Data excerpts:
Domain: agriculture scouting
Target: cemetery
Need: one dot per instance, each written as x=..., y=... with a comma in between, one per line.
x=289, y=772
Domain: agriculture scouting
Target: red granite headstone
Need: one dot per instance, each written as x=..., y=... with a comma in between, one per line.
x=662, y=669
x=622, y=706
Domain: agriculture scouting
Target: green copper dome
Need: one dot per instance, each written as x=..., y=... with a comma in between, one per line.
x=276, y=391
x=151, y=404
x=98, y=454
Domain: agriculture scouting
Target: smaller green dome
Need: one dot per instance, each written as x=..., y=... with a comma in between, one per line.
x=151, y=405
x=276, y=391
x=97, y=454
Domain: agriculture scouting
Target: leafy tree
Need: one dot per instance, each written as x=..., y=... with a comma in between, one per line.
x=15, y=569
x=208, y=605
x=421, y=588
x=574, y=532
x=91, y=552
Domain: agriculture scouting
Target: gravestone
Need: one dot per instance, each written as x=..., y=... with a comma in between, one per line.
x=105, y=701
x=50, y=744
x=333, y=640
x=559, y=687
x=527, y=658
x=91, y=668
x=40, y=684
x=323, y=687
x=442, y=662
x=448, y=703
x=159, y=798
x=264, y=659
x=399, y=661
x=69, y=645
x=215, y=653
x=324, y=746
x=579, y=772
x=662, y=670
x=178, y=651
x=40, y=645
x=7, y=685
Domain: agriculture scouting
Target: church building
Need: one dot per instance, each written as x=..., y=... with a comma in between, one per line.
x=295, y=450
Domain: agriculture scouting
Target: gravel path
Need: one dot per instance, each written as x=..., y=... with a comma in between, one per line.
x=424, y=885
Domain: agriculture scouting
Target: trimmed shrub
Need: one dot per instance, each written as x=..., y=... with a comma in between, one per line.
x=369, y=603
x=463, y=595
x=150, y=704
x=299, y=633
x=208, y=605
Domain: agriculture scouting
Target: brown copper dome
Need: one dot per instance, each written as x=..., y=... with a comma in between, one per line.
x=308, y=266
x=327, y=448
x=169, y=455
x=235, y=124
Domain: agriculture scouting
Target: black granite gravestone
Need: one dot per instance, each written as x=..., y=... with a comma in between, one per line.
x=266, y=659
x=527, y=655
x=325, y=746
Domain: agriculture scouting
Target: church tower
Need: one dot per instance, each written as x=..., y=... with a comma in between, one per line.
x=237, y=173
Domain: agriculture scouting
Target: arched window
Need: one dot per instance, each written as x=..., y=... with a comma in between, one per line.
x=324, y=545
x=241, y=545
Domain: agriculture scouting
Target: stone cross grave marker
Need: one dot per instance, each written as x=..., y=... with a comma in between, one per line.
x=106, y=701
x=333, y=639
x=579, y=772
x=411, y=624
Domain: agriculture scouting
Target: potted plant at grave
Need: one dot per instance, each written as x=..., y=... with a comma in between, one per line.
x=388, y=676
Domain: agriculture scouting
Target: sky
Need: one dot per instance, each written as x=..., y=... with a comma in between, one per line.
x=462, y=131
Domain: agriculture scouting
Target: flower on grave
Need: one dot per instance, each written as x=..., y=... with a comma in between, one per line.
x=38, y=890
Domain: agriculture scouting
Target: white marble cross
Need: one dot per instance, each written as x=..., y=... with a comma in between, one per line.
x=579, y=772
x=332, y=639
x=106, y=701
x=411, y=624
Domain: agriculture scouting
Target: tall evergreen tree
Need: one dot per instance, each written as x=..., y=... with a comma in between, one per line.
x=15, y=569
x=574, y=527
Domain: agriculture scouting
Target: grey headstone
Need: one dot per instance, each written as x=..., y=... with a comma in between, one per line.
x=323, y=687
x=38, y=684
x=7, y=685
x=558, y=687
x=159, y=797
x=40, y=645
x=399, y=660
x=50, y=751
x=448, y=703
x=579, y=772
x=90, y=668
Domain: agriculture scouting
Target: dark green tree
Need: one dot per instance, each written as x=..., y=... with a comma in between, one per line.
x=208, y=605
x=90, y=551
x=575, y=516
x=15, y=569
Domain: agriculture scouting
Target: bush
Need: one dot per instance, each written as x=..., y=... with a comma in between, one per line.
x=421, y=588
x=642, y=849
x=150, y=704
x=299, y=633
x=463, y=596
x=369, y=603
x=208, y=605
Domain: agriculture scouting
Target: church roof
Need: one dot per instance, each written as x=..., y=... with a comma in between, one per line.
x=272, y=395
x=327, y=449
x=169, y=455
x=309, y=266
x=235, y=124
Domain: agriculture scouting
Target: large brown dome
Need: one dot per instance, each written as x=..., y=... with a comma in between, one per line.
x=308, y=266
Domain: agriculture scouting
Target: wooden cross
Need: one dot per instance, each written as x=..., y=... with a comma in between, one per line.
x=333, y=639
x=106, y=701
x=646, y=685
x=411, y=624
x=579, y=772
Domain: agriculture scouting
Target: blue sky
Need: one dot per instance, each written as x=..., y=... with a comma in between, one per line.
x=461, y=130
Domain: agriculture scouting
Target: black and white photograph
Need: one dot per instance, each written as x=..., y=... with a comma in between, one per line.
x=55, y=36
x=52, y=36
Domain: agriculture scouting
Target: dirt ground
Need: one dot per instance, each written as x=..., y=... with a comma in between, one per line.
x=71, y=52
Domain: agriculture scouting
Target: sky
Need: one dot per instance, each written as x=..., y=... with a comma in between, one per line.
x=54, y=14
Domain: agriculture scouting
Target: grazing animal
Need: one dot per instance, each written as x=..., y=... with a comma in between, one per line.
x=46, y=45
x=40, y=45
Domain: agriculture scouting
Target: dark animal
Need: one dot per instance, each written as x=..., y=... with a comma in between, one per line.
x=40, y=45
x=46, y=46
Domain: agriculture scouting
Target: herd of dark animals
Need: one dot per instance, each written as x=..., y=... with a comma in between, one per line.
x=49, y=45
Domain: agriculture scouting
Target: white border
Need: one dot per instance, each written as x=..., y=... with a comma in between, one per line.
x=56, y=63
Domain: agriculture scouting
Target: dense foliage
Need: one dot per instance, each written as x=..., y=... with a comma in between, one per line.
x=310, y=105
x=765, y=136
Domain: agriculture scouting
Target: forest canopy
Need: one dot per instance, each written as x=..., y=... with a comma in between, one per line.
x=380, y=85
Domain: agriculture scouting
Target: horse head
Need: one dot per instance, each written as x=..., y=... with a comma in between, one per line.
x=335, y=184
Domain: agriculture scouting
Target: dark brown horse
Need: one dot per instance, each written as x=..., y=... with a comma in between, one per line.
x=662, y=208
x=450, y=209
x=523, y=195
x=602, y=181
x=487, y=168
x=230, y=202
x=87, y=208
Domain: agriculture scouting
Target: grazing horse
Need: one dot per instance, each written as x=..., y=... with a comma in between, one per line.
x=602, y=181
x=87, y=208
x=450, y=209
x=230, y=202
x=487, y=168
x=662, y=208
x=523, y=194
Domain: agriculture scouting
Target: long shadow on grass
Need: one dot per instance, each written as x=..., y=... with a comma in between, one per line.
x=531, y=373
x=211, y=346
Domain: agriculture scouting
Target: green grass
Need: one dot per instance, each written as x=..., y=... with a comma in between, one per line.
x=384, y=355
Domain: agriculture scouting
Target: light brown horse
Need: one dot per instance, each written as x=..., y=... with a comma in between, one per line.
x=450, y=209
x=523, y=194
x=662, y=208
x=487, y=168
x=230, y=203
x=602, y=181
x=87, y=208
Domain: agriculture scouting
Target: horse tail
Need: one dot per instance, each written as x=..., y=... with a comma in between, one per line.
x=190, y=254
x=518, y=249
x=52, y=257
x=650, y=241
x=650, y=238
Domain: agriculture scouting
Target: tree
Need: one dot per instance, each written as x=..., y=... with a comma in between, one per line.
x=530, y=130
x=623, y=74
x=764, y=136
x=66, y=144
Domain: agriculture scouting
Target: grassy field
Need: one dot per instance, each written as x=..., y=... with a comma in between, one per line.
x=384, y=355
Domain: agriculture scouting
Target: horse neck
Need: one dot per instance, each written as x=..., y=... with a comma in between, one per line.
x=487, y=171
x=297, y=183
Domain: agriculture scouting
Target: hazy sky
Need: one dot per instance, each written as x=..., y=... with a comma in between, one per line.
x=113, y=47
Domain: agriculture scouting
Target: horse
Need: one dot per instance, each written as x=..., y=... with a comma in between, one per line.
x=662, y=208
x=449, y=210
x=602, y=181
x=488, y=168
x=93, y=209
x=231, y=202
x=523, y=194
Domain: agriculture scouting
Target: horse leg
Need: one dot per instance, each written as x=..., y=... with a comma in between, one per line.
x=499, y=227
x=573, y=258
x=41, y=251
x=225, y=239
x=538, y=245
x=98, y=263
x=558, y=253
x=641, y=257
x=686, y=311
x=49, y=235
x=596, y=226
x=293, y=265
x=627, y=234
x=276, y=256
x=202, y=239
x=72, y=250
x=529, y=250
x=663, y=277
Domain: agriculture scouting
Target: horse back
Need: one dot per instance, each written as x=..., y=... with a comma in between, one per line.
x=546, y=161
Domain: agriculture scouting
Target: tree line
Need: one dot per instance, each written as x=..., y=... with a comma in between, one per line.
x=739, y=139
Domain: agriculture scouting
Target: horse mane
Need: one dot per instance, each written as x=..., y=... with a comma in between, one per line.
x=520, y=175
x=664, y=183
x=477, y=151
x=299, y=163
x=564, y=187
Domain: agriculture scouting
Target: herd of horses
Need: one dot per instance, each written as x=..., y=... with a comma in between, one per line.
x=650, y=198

* What needs to be done
Above are the records. Copy the lines beginning at the one that has "Target: church building" and ending with the one that has "Target: arched window", unchanged.

* Task response
Target: church building
Need: one dot per instance, each written as x=..., y=... with a comma in between, one per line.
x=295, y=450
Domain: agriculture scouting
Target: gravel path
Need: one dot per instance, each written as x=..., y=... with a comma in between, one per line.
x=424, y=885
Domain: agriculture scouting
Target: trimmed shrub
Need: one dot per instance, each written as x=..., y=... with a comma in between, one per line.
x=369, y=603
x=463, y=595
x=150, y=704
x=299, y=633
x=208, y=605
Domain: agriculture scouting
Target: brown copper dome
Need: one dot per instance, each written as x=..., y=... with a comma in between, one per line.
x=308, y=266
x=327, y=448
x=169, y=455
x=235, y=124
Domain: agriculture scouting
Target: black granite gravestone
Need: one dot per instance, each written as x=..., y=... with a comma in between, one per line.
x=266, y=659
x=527, y=655
x=325, y=746
Domain: agriculture scouting
Target: church tower
Need: one dot per instance, each written as x=..., y=... with a comma in between, one per line.
x=237, y=173
Domain: agriculture scouting
Target: arched window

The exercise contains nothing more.